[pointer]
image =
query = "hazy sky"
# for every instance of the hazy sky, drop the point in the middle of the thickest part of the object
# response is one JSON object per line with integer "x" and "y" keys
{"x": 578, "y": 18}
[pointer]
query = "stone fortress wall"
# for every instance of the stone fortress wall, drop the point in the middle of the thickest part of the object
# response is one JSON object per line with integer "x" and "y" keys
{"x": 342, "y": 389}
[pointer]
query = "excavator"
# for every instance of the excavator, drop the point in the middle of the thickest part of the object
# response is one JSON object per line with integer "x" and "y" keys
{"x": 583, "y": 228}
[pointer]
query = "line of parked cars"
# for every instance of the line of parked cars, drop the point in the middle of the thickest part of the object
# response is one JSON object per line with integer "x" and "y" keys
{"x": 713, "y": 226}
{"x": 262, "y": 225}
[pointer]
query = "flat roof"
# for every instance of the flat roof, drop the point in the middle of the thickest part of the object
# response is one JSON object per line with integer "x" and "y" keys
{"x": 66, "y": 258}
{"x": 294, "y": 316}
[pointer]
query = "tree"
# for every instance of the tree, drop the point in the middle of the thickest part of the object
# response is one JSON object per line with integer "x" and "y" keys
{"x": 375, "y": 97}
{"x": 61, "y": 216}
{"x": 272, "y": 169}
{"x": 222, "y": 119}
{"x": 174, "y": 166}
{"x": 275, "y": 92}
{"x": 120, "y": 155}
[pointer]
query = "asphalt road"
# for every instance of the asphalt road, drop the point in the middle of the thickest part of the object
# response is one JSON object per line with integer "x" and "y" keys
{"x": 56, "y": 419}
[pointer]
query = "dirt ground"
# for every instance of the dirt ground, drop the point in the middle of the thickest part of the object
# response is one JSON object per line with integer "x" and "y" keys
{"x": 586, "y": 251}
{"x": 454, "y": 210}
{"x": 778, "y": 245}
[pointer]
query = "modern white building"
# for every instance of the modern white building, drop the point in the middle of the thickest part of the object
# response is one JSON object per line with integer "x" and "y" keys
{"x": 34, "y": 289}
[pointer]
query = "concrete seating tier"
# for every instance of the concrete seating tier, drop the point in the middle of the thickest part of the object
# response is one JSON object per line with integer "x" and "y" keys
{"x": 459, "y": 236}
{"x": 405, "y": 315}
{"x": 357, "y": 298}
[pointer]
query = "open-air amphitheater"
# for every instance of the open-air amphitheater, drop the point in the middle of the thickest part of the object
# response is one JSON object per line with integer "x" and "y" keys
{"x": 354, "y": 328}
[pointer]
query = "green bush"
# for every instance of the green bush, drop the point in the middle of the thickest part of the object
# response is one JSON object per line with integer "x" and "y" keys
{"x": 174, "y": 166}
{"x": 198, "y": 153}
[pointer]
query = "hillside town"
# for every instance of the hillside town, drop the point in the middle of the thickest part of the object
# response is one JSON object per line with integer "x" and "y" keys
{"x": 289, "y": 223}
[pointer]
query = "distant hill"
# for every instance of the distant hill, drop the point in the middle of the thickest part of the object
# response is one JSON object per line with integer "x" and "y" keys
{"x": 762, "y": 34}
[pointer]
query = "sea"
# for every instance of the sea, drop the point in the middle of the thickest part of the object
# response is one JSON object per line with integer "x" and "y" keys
----
** YOUR OBJECTIVE **
Please find, in the entries above, every line where "hazy" occurs, and copy it.

** SOLUTION TO THIS TASK **
query = "hazy sky"
# for every instance of the hazy sky, drop the point in the middle of the thickest part of the object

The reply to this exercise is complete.